**AIM OF THE TASK**
Produce a copy of every line in the records that holds the string "paws".
________________________________________
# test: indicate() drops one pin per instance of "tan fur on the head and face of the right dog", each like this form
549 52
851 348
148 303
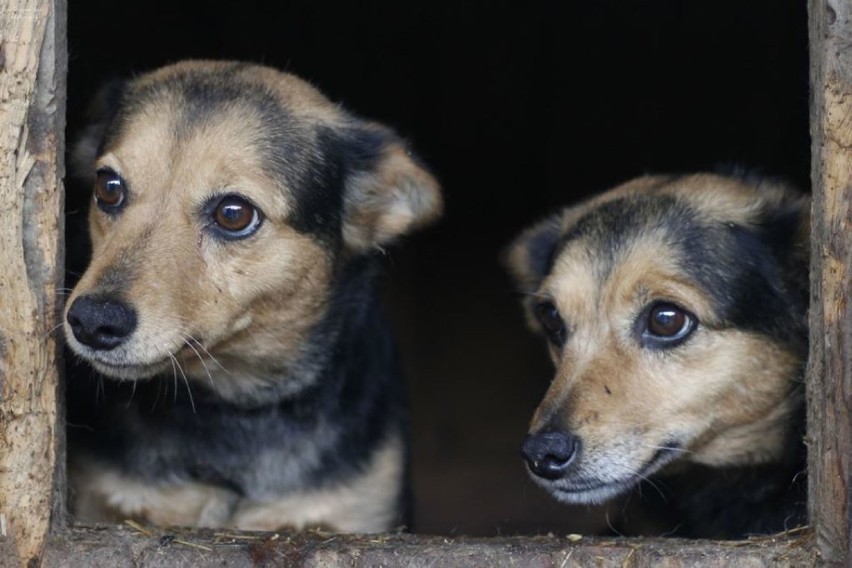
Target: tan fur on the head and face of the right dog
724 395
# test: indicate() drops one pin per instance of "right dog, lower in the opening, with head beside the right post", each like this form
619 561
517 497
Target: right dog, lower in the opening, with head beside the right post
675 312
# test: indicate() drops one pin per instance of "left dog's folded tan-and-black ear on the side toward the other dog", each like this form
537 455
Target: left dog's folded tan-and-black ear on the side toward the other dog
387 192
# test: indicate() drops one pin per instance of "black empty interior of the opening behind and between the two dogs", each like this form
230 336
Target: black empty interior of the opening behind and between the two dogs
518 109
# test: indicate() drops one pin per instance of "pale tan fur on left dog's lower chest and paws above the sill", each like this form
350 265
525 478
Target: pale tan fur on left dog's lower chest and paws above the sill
________________________________________
**SOLUTION**
# test: indicate() drops one pin per instance of "pale tan fur on left dog's lower chest and paws above the sill", each like this form
Target: pale tan fur on left dog's lower chest and paws above the sill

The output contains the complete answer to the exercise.